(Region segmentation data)
::::
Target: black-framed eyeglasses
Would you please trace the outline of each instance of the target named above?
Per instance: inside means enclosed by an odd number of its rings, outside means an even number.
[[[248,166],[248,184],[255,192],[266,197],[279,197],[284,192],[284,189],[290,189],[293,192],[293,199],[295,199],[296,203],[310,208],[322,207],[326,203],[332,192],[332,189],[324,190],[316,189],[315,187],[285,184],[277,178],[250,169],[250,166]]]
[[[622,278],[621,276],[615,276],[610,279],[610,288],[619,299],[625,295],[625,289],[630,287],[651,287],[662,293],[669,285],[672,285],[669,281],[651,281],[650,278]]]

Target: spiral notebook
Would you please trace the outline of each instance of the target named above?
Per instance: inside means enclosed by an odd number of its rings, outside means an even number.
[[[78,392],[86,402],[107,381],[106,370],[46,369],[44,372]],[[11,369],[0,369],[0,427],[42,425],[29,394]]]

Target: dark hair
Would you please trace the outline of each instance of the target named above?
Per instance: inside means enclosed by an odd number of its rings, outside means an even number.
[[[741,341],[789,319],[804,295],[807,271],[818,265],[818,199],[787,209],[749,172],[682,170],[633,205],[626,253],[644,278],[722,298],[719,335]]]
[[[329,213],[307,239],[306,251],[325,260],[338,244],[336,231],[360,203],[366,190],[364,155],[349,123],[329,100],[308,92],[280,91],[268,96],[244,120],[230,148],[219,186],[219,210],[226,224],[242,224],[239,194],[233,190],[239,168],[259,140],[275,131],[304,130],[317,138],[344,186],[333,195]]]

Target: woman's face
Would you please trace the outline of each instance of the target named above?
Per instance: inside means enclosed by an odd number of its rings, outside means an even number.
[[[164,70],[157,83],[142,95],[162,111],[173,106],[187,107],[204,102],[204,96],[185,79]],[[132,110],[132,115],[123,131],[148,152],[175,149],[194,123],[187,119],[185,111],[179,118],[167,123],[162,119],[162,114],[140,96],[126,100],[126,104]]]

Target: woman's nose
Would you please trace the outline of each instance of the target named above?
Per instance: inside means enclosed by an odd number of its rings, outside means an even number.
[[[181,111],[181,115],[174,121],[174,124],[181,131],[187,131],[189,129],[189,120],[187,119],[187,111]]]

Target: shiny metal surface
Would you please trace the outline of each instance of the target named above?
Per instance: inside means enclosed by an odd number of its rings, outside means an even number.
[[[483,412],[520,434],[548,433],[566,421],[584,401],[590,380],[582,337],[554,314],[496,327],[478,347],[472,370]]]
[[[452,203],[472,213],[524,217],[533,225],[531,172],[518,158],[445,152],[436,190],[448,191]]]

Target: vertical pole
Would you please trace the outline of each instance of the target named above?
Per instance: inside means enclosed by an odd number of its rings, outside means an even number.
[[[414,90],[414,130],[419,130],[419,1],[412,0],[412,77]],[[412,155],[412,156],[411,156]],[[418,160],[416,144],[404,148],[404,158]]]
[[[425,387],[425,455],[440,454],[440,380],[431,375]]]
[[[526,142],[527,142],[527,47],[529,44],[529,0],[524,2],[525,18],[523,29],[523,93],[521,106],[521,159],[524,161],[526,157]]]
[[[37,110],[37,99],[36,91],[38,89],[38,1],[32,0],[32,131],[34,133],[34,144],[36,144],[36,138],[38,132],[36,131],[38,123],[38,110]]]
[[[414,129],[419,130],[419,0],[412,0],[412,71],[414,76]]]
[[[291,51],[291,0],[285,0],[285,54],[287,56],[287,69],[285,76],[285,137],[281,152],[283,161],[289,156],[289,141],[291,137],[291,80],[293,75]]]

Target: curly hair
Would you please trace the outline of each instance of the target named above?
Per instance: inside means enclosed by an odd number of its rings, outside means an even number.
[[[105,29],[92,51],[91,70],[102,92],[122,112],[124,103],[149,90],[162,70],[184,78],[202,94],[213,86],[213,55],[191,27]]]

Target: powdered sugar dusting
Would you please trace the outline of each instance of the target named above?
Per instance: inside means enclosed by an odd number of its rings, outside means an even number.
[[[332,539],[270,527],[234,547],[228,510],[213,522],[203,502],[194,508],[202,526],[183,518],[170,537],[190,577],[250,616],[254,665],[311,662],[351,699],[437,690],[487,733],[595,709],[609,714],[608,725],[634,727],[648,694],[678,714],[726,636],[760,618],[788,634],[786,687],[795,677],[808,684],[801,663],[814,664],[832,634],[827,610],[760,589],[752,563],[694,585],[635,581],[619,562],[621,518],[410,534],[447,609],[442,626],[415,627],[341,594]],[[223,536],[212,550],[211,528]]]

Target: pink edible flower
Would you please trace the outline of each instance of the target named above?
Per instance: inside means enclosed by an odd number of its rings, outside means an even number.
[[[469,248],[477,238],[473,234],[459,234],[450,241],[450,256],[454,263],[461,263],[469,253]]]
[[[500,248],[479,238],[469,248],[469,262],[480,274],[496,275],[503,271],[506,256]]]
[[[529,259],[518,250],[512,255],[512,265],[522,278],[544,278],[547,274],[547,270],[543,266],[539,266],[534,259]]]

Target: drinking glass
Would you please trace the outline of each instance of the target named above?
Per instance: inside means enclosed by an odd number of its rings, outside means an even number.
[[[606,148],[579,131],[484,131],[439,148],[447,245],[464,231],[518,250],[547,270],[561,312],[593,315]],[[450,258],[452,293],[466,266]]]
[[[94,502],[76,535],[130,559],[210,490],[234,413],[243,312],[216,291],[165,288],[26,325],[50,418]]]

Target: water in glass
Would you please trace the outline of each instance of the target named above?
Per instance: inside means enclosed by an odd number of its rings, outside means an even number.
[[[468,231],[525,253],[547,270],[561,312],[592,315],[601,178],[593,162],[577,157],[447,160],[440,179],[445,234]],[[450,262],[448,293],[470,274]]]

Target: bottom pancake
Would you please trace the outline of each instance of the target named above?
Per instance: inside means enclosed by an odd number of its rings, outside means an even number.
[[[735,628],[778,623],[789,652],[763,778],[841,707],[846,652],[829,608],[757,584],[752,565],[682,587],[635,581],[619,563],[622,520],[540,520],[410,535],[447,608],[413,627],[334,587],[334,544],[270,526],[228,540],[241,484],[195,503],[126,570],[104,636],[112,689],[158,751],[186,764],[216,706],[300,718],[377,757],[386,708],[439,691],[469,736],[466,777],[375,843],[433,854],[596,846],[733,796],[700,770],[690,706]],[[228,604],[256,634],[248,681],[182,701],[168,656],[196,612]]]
::::
**Objective**.
Each line must be given again exactly as written above.

**Task solution**.
Target: black-framed eyeglasses
Would you please trace the outline of each instance of the target named above?
Per instance: inside means enclosed by an odd number of its rings, outside means an even number.
[[[248,166],[248,184],[255,192],[266,197],[279,197],[284,192],[284,189],[290,189],[293,192],[293,199],[295,199],[296,203],[310,208],[322,207],[326,203],[332,192],[332,189],[324,190],[316,189],[315,187],[285,184],[277,178],[250,169],[250,166]]]
[[[622,278],[621,276],[615,276],[610,279],[610,288],[619,299],[625,295],[625,289],[630,287],[651,287],[662,293],[669,285],[672,285],[669,281],[651,281],[650,278]]]

Target: spiral notebook
Would you please trace the outline of each instance of the target named above?
Per instance: inside means enclosed by an odd number of its rings, outside means an even number.
[[[78,392],[86,402],[107,381],[106,370],[46,369],[44,372]],[[11,369],[0,369],[0,427],[42,425],[29,394]]]

Target: dark hair
Would you please trace the outline of each instance of the target named above?
Per instance: inside means enclosed by an odd number of its rings, outside means an even number.
[[[741,341],[789,319],[804,295],[807,271],[818,265],[818,199],[787,209],[749,172],[682,170],[633,205],[626,253],[644,278],[722,298],[719,335]]]
[[[329,213],[307,239],[306,251],[325,260],[338,244],[336,231],[360,203],[366,190],[364,155],[349,123],[329,100],[308,92],[280,91],[268,96],[244,120],[230,148],[219,186],[219,210],[226,224],[242,224],[239,194],[233,190],[239,168],[259,140],[275,131],[304,130],[317,138],[344,186],[333,195]]]

Target: woman's face
Would you please trace the outline of each instance of the target named above?
Per instance: inside means enclosed by an odd number of its rings, outside means an even number.
[[[164,70],[157,83],[142,95],[162,111],[173,106],[187,107],[204,102],[204,96],[185,79]],[[132,110],[132,115],[123,131],[148,152],[175,149],[194,123],[187,119],[185,111],[179,118],[167,123],[162,119],[162,114],[140,96],[126,100],[126,104]]]

Target: woman's nose
Would you please trace the outline of each instance of the target named above?
Per instance: inside means enclosed by an odd number of its rings, outside means an even number.
[[[181,111],[181,115],[174,121],[174,124],[181,131],[187,131],[189,129],[189,120],[187,119],[187,111]]]

Target: shiny metal surface
Would you please trace the outline of each instance of the target named above?
Per instance: inside means enclosed by an odd number of its rings, outside means an even number.
[[[483,412],[520,434],[548,433],[566,421],[584,401],[590,380],[582,337],[554,314],[496,327],[478,347],[472,370]]]
[[[452,203],[472,213],[524,217],[533,225],[531,172],[518,158],[445,152],[436,190],[448,191]]]

Target: vertical pole
Would you please trace the outline of each instance of the target named above?
Per instance: inside means enclosed by an odd number of its rings, outside means an even number.
[[[414,90],[414,130],[419,130],[419,1],[412,0],[412,77]],[[412,155],[412,156],[411,156]],[[418,160],[416,144],[404,148],[404,158]]]
[[[425,387],[425,455],[440,454],[440,380],[431,375]]]
[[[526,142],[527,142],[527,47],[529,44],[529,0],[524,2],[525,18],[523,29],[523,93],[521,106],[521,159],[524,161],[526,157]]]
[[[37,110],[37,99],[36,91],[38,89],[38,1],[32,0],[32,131],[34,133],[34,144],[36,144],[36,138],[38,132],[36,131],[38,123],[38,110]]]
[[[414,129],[419,130],[419,0],[412,0],[412,71],[414,76]]]
[[[291,51],[291,0],[285,0],[285,54],[287,56],[287,69],[285,76],[285,137],[281,152],[283,161],[289,156],[289,141],[291,137],[291,80],[293,75]]]

Target: curly hair
Would you please trace the outline of each instance of the target named above?
Per instance: inside means enclosed by an odd number of its rings, outside means an even number.
[[[105,29],[92,51],[91,70],[102,92],[122,112],[124,103],[149,90],[162,70],[184,78],[202,94],[213,86],[213,55],[191,27]]]

Target: powdered sugar dusting
Would you please trace the outline of each instance of the target named above?
Per instance: inside means enclosed by an odd number of its rings, outside means an even number.
[[[332,539],[270,527],[234,547],[228,510],[213,522],[203,502],[194,508],[202,526],[183,518],[170,537],[190,577],[250,616],[254,665],[311,662],[351,699],[437,690],[487,733],[595,709],[609,714],[608,725],[634,727],[648,694],[678,714],[726,636],[760,618],[788,634],[786,687],[795,677],[808,684],[801,663],[814,664],[832,634],[827,610],[760,589],[752,563],[694,585],[635,581],[619,562],[621,518],[410,534],[447,609],[442,626],[415,627],[341,594]],[[223,536],[212,550],[211,528]]]

Target: pink edible flower
Would you please trace the outline of each instance of the target named above?
Per instance: inside means enclosed by an odd number of its rings, outside means an even number.
[[[469,248],[477,238],[473,234],[459,234],[450,241],[450,256],[454,263],[461,263],[469,253]]]
[[[500,248],[479,238],[469,248],[469,262],[480,274],[496,275],[503,271],[506,256]]]
[[[529,259],[518,250],[512,255],[512,265],[522,278],[544,278],[547,274],[547,270],[543,266],[539,266],[534,259]]]

Target: drinking glass
Would you please trace the outline of each instance of the target named above?
Per instance: inside means enclosed by an odd number of its rings, outside means an even number.
[[[606,148],[579,131],[484,131],[439,148],[447,245],[464,231],[518,250],[547,270],[561,312],[593,315]],[[450,258],[452,293],[466,266]]]
[[[94,502],[76,535],[130,559],[210,490],[234,413],[243,312],[216,291],[165,288],[26,325],[50,418]]]

Target: water in glass
Would you please trace the outline of each instance of the target named above?
Per instance: inside means enclosed by an odd number of its rings, outside means an even number.
[[[468,231],[525,253],[547,270],[561,312],[592,315],[601,178],[593,162],[577,157],[447,160],[440,179],[445,234]],[[450,262],[448,293],[470,274]]]

Target: bottom pancake
Would you please trace the outline of each instance of the target named above?
Per instance: inside means enclosed by an odd number of its rings, outside means an even number.
[[[735,628],[778,623],[789,652],[763,778],[841,707],[846,652],[829,608],[757,584],[752,565],[682,587],[635,581],[619,563],[622,520],[540,520],[410,535],[447,608],[413,627],[334,587],[334,544],[270,526],[228,540],[241,484],[195,503],[126,570],[104,636],[112,689],[158,751],[186,764],[216,706],[300,718],[377,757],[386,708],[439,691],[469,736],[466,777],[375,843],[433,854],[596,846],[733,796],[700,770],[690,706]],[[228,604],[256,634],[248,681],[182,701],[168,656],[196,612]]]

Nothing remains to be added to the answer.